Some people, actually a lot of people shiver and trample when they hear about death, but some are brave enough to talk about it, I want to keep this topic short, so here it goes, where do you want to die?
I heard the beautiful Dalida, sing this song "Mourir Sur Scène", which means I want to die on stage, see, Dalida knew where she wanted to die, Dalida said she was born on that stage, when the curtain was up, her childhood began, when the lights were on, she became a woman, and she died when the curtains fell.
See I envy Dalida, she knew where she wanted to die, and she gave her life away, when she knew she couldn’t be certain she will die on it.
I don’t know for sure where I want to die, but one of my greatest fears is to die alone, that’s why I always stayed in bad relationships, kept bad friends, you know, so I wont die in an empty room, on a cold bed, with thick air, dark lights, no that’s not where I want to die!
Neither in a hospital, with an even colder metal bed, everything is white, faking the tunnel to heaven, with peeping machines, ringing the alarm, telling every one he is going under, with that smell, that clean sick smell, and the ironic effort of most of the doctors to save me, even though most of them cant save them selves!
I don’t know where do I want to die, i dont have to know, all i know is, if i die somewhere with someone i love, i would be glad, happy and satisfied!
********
*Required tasks*:
1/ Answer these questions using the essay on where to die:
(a) What English meaning does the essay give for the song title "Mourir Sur Scène"?
(b) What does the writer name as one of their greatest fears?
(c) How would the writer feel about dying somewhere with someone they love?
2/ Reproduce the essay on where to die from "I heard the" to "will die on it.", keeping every word and punctuation mark unchanged.
The rows are separate material and have no connection to the essay.

*Record excerpts*:
********
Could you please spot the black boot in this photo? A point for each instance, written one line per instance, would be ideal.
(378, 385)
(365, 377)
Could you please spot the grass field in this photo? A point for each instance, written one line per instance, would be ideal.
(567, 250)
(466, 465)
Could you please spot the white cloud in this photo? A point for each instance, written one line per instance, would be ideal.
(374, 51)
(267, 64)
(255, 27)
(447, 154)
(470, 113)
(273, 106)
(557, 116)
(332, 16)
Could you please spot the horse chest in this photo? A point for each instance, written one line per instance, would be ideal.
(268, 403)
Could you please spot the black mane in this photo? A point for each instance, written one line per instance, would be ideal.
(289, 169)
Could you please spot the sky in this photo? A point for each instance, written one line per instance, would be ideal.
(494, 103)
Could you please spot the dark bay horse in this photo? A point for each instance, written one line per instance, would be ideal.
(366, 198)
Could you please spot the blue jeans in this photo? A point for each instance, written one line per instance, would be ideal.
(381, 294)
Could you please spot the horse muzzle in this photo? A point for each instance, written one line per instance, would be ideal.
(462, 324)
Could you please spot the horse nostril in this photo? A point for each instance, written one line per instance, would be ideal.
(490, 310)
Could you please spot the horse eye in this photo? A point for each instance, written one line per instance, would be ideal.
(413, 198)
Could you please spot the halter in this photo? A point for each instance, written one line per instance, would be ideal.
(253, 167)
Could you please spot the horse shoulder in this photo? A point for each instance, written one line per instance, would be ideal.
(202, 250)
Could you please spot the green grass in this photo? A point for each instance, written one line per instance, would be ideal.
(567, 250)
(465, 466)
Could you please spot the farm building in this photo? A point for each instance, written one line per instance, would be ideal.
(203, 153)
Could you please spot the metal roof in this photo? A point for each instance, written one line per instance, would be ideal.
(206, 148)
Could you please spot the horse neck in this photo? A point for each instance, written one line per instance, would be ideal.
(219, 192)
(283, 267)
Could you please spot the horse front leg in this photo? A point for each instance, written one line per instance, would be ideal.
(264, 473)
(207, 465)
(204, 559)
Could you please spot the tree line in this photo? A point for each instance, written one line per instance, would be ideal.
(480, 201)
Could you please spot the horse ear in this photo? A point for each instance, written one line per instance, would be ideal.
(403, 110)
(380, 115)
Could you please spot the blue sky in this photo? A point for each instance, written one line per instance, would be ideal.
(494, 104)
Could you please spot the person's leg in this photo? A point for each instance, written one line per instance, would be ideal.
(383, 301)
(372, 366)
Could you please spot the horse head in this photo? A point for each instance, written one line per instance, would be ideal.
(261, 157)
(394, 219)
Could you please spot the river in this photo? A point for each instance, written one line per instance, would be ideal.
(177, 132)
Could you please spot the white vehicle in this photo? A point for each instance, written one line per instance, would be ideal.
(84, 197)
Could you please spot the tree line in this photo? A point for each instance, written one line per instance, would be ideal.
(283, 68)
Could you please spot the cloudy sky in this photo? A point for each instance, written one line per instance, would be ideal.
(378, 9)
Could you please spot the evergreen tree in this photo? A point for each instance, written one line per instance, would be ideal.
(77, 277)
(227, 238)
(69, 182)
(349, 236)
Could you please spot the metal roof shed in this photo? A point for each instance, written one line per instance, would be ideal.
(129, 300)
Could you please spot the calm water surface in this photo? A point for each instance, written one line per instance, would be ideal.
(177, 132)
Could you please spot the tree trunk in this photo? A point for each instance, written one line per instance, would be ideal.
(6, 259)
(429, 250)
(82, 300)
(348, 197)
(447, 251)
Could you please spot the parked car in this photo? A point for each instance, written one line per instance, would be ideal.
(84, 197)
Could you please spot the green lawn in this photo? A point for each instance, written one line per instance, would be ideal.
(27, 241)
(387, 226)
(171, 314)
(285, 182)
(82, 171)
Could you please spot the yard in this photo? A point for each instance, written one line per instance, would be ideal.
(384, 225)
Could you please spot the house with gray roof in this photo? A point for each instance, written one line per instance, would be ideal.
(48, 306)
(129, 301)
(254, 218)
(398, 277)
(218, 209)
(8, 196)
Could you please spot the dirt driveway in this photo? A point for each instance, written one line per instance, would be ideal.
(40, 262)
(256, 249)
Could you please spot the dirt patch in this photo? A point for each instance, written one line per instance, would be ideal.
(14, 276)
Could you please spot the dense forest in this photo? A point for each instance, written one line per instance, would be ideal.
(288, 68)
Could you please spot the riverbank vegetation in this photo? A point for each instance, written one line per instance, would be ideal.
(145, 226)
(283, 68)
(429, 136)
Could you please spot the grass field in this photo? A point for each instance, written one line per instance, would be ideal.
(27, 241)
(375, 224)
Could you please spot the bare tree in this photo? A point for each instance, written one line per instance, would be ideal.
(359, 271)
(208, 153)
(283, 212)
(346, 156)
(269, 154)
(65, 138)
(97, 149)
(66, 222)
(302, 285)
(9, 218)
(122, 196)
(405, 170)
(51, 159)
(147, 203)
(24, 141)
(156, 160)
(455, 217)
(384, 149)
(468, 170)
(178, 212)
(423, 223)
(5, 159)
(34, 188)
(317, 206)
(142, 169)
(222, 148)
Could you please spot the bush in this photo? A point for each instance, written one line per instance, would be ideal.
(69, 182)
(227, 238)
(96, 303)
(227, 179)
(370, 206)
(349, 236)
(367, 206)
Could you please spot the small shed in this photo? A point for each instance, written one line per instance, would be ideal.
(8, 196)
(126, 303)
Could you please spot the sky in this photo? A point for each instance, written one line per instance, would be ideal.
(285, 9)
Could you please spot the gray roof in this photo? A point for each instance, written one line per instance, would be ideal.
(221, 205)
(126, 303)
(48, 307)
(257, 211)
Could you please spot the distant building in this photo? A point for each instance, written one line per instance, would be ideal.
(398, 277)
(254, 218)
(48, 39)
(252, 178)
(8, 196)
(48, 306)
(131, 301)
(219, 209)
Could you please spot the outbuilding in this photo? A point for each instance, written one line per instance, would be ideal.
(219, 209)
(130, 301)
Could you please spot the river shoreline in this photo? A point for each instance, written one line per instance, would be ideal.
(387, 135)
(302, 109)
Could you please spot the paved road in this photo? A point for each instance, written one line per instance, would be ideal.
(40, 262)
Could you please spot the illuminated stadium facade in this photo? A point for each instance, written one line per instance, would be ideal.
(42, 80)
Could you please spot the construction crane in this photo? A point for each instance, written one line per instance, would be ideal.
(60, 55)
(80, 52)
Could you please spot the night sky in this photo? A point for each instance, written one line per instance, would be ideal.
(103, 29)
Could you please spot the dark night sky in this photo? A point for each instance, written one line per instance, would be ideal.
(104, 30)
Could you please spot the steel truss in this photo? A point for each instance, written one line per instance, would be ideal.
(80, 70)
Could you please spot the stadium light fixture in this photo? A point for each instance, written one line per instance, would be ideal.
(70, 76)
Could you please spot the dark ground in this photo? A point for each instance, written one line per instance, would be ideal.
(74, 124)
********
*Answers to the exercises*:
1/
(a) I want to die on stage.
(b) Dying alone.
(c) Glad, happy and satisfied.

2/
I heard the beautiful Dalida, sing this song "Mourir Sur Scène", which means I want to die on stage, see, Dalida knew where she wanted to die, Dalida said she was born on that stage, when the curtain was up, her childhood began, when the lights were on, she became a woman, and she died when the curtains fell.
See I envy Dalida, she knew where she wanted to die, and she gave her life away, when she knew she couldn’t be certain she will die on it.